REQUIREMENTS:
Write out every one of the items below word for word, but leave out the pictures.

(Collection entries)
····················
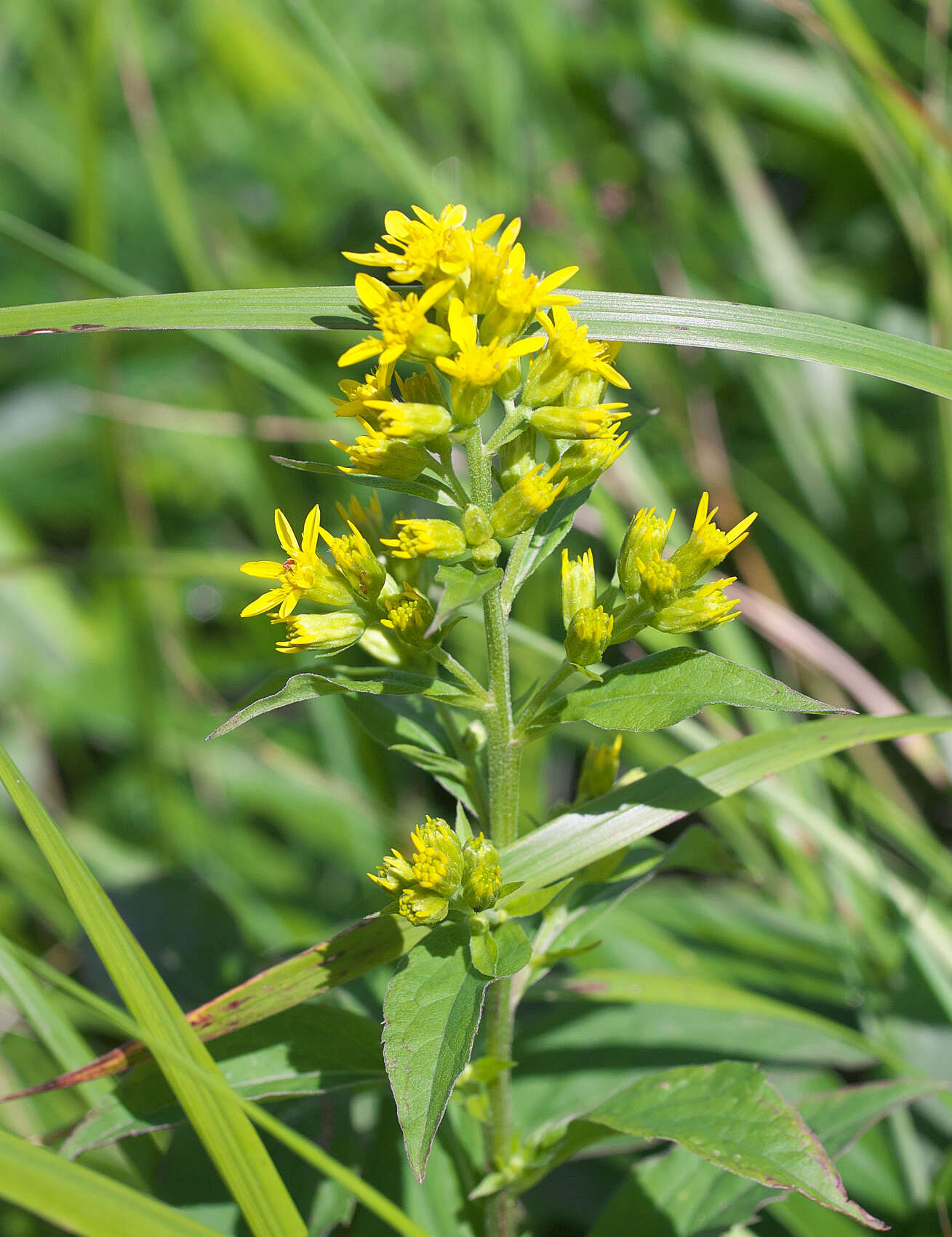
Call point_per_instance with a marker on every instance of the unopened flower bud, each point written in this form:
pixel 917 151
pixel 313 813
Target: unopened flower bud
pixel 708 546
pixel 481 874
pixel 646 536
pixel 517 458
pixel 600 768
pixel 561 421
pixel 588 637
pixel 588 459
pixel 660 581
pixel 356 563
pixel 577 585
pixel 427 538
pixel 422 907
pixel 438 860
pixel 412 422
pixel 697 609
pixel 476 526
pixel 321 634
pixel 409 614
pixel 519 507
····················
SOLVED PROBLEM:
Call point_per_instance with a marker on every instance of the unopened flower bud, each point written in this form:
pixel 917 151
pixel 313 813
Target: unopened flower bud
pixel 708 546
pixel 481 874
pixel 646 536
pixel 517 458
pixel 600 768
pixel 561 421
pixel 588 637
pixel 588 459
pixel 660 581
pixel 356 563
pixel 577 585
pixel 427 538
pixel 422 907
pixel 438 860
pixel 412 422
pixel 697 609
pixel 476 526
pixel 321 634
pixel 409 614
pixel 519 507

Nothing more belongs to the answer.